* SHORT TASK *
Edit the material below so that every "aerial tile" reads "overhead frame", and leave everything else unchanged.
[Start of ENTRIES SHOWN]
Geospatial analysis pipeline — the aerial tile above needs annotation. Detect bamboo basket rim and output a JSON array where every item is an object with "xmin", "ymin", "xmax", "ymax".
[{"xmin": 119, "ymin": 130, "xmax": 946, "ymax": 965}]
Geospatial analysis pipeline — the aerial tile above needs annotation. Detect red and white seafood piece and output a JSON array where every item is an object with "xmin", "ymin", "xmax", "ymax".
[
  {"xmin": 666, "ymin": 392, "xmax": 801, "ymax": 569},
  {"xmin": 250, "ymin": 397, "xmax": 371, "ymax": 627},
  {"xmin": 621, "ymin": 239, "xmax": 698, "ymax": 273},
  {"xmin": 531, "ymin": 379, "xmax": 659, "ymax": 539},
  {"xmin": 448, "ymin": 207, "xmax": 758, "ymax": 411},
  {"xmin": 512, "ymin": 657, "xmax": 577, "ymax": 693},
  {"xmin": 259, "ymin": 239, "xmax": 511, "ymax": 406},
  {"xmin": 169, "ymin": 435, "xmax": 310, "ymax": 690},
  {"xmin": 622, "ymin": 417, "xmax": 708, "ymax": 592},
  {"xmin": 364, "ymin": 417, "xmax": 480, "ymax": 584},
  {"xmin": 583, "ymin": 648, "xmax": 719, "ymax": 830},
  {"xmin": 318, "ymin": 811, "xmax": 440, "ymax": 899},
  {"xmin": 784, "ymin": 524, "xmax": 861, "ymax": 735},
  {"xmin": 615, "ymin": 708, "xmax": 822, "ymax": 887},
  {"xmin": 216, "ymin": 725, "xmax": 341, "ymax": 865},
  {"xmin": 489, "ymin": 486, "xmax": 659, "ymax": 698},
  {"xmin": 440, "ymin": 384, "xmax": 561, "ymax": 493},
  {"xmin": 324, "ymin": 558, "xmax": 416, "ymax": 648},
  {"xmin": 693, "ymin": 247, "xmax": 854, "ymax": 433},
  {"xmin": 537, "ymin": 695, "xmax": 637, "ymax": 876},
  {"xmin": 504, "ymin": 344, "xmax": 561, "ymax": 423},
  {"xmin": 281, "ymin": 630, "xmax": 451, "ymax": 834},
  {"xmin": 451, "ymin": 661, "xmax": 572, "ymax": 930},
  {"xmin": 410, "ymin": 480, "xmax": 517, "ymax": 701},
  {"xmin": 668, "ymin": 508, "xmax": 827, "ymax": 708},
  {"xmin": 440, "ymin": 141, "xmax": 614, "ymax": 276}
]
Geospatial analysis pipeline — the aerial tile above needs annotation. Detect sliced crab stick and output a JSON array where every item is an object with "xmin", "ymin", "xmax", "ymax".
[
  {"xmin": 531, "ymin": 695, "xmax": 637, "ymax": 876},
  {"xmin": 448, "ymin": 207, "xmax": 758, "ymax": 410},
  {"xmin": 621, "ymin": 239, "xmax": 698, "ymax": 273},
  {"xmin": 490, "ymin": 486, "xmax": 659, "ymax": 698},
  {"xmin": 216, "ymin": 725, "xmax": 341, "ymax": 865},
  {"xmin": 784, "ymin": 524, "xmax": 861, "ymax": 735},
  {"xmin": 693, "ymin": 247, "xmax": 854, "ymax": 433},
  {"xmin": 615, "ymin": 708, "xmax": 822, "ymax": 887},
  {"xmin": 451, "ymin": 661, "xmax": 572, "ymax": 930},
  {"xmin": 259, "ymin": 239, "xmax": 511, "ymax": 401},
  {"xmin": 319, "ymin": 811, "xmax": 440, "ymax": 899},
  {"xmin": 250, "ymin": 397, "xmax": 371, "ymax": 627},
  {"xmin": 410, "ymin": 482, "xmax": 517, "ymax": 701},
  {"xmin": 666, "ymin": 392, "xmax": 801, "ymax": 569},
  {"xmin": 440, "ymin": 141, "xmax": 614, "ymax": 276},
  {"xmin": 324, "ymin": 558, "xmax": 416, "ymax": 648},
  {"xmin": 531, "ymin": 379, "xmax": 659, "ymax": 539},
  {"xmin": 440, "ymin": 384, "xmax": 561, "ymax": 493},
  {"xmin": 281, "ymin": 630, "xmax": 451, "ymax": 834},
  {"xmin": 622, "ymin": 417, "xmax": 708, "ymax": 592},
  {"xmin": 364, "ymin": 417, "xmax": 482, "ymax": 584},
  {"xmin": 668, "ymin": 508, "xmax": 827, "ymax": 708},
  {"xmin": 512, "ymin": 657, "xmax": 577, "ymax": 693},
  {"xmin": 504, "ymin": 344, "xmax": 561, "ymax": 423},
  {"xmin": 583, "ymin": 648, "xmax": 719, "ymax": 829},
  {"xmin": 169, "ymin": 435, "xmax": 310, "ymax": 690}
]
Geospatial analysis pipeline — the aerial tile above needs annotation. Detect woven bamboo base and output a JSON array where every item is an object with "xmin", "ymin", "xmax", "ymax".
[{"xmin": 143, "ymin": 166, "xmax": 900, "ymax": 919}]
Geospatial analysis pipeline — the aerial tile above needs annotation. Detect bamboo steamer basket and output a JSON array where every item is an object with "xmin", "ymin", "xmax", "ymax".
[End of ENTRIES SHOWN]
* COMPLETE ANSWER *
Geospatial analysis pipeline — the overhead frame above needs annotation. Detect bamboo basket rim and output a JSON array where every item is an object with "xmin", "ymin", "xmax", "ymax".
[{"xmin": 119, "ymin": 130, "xmax": 946, "ymax": 965}]
Geospatial analysis pipeline — the overhead frame above needs annotation. Detect red and white seafood piece and output a JSON array where every item is an object with "xmin", "ymin", "xmax", "ymax".
[
  {"xmin": 666, "ymin": 392, "xmax": 801, "ymax": 569},
  {"xmin": 250, "ymin": 397, "xmax": 371, "ymax": 627},
  {"xmin": 621, "ymin": 239, "xmax": 698, "ymax": 273},
  {"xmin": 531, "ymin": 379, "xmax": 659, "ymax": 539},
  {"xmin": 448, "ymin": 207, "xmax": 758, "ymax": 411},
  {"xmin": 512, "ymin": 657, "xmax": 577, "ymax": 693},
  {"xmin": 259, "ymin": 239, "xmax": 511, "ymax": 406},
  {"xmin": 169, "ymin": 435, "xmax": 310, "ymax": 690},
  {"xmin": 622, "ymin": 417, "xmax": 708, "ymax": 592},
  {"xmin": 364, "ymin": 417, "xmax": 480, "ymax": 584},
  {"xmin": 583, "ymin": 648, "xmax": 719, "ymax": 830},
  {"xmin": 318, "ymin": 811, "xmax": 440, "ymax": 899},
  {"xmin": 784, "ymin": 524, "xmax": 861, "ymax": 735},
  {"xmin": 615, "ymin": 708, "xmax": 822, "ymax": 887},
  {"xmin": 216, "ymin": 725, "xmax": 341, "ymax": 865},
  {"xmin": 489, "ymin": 486, "xmax": 659, "ymax": 698},
  {"xmin": 440, "ymin": 384, "xmax": 561, "ymax": 493},
  {"xmin": 324, "ymin": 558, "xmax": 416, "ymax": 648},
  {"xmin": 693, "ymin": 247, "xmax": 854, "ymax": 433},
  {"xmin": 537, "ymin": 695, "xmax": 637, "ymax": 876},
  {"xmin": 504, "ymin": 344, "xmax": 561, "ymax": 423},
  {"xmin": 281, "ymin": 630, "xmax": 451, "ymax": 834},
  {"xmin": 451, "ymin": 661, "xmax": 572, "ymax": 930},
  {"xmin": 410, "ymin": 480, "xmax": 517, "ymax": 701},
  {"xmin": 668, "ymin": 508, "xmax": 827, "ymax": 708},
  {"xmin": 440, "ymin": 141, "xmax": 614, "ymax": 276}
]
Geospatial analysis pipeline — the overhead frame above needs annotation. Detect sliced crab stick and output a JSON array where every item is an object with "xmin", "ymin", "xmax", "ymax".
[
  {"xmin": 531, "ymin": 695, "xmax": 637, "ymax": 876},
  {"xmin": 448, "ymin": 207, "xmax": 758, "ymax": 410},
  {"xmin": 621, "ymin": 239, "xmax": 698, "ymax": 273},
  {"xmin": 490, "ymin": 486, "xmax": 659, "ymax": 698},
  {"xmin": 216, "ymin": 725, "xmax": 341, "ymax": 865},
  {"xmin": 784, "ymin": 524, "xmax": 861, "ymax": 735},
  {"xmin": 693, "ymin": 247, "xmax": 854, "ymax": 433},
  {"xmin": 615, "ymin": 708, "xmax": 822, "ymax": 887},
  {"xmin": 451, "ymin": 661, "xmax": 572, "ymax": 930},
  {"xmin": 259, "ymin": 239, "xmax": 511, "ymax": 401},
  {"xmin": 319, "ymin": 811, "xmax": 440, "ymax": 899},
  {"xmin": 250, "ymin": 397, "xmax": 371, "ymax": 627},
  {"xmin": 410, "ymin": 482, "xmax": 517, "ymax": 701},
  {"xmin": 666, "ymin": 392, "xmax": 801, "ymax": 569},
  {"xmin": 440, "ymin": 141, "xmax": 614, "ymax": 276},
  {"xmin": 324, "ymin": 558, "xmax": 416, "ymax": 648},
  {"xmin": 531, "ymin": 379, "xmax": 659, "ymax": 539},
  {"xmin": 440, "ymin": 384, "xmax": 561, "ymax": 493},
  {"xmin": 281, "ymin": 630, "xmax": 451, "ymax": 834},
  {"xmin": 622, "ymin": 417, "xmax": 708, "ymax": 592},
  {"xmin": 364, "ymin": 417, "xmax": 482, "ymax": 584},
  {"xmin": 668, "ymin": 508, "xmax": 827, "ymax": 708},
  {"xmin": 512, "ymin": 657, "xmax": 577, "ymax": 693},
  {"xmin": 504, "ymin": 344, "xmax": 561, "ymax": 423},
  {"xmin": 583, "ymin": 648, "xmax": 719, "ymax": 829},
  {"xmin": 169, "ymin": 435, "xmax": 310, "ymax": 690}
]
Geospatial analysis pipeline — the overhead frame above needs annotation. Detect woven bamboo base and output a JSON array where every item is an object with "xmin", "ymin", "xmax", "ymax".
[{"xmin": 143, "ymin": 166, "xmax": 900, "ymax": 919}]
Geospatial analysis pipeline — the overhead frame above needs annotation. Detect bamboo steamer basket and output a JSON array where every item is an object with "xmin", "ymin", "xmax", "ymax".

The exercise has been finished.